The result should be every line of the listing that holds the word "lawn".

========================

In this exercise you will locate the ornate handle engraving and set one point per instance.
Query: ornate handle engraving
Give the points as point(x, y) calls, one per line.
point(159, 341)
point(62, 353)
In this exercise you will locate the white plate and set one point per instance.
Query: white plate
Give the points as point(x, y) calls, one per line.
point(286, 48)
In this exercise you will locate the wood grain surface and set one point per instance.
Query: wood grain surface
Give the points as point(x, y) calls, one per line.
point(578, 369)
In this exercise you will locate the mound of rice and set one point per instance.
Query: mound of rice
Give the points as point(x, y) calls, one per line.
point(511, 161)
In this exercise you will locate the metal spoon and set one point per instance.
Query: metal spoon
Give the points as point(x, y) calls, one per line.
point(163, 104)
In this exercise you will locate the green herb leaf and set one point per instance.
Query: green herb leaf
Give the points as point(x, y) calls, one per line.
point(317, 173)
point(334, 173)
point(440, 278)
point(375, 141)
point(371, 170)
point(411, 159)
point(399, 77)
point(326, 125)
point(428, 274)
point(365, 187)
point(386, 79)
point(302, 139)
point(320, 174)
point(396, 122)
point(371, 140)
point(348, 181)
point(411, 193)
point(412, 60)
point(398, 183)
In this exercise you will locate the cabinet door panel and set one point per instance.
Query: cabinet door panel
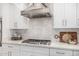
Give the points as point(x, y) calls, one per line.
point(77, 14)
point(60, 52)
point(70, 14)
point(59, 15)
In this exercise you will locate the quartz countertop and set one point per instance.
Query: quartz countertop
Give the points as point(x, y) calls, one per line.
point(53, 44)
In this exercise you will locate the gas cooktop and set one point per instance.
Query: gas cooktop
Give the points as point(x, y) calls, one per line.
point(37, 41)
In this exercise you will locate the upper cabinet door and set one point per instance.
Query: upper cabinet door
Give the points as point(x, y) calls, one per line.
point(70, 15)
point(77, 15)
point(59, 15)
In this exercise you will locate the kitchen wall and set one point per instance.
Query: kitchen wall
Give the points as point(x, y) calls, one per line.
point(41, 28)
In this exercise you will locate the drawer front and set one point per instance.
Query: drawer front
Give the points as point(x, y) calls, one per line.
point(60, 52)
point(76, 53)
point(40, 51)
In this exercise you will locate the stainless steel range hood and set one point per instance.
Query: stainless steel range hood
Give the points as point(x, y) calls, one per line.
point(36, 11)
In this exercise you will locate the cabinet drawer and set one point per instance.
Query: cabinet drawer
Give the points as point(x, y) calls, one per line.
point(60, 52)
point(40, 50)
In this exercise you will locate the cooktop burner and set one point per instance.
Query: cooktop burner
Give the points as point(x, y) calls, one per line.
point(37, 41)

========================

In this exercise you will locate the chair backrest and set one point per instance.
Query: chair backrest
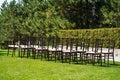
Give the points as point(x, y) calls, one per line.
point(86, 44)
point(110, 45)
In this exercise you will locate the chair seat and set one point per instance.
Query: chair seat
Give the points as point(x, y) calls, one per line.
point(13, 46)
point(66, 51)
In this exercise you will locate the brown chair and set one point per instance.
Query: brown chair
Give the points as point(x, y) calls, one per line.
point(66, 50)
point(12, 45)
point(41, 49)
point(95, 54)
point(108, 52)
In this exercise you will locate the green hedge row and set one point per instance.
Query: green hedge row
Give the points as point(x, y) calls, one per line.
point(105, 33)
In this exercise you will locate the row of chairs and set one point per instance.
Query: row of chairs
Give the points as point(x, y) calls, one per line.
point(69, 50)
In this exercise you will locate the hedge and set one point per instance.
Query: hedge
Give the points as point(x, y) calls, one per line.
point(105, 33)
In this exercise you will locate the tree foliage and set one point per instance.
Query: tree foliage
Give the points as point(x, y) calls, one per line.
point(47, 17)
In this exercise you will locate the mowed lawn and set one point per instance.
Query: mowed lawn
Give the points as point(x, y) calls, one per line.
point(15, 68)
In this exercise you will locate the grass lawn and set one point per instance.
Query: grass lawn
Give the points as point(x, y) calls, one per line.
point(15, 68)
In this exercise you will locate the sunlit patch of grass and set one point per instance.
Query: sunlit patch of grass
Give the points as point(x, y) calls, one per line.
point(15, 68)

========================

● PROBLEM SOLUTION:
In this exercise you will locate the mowed lawn and set one point per instance.
Query: mowed lawn
In this exercise you will locate the grass lawn and set one point per instance.
Query: grass lawn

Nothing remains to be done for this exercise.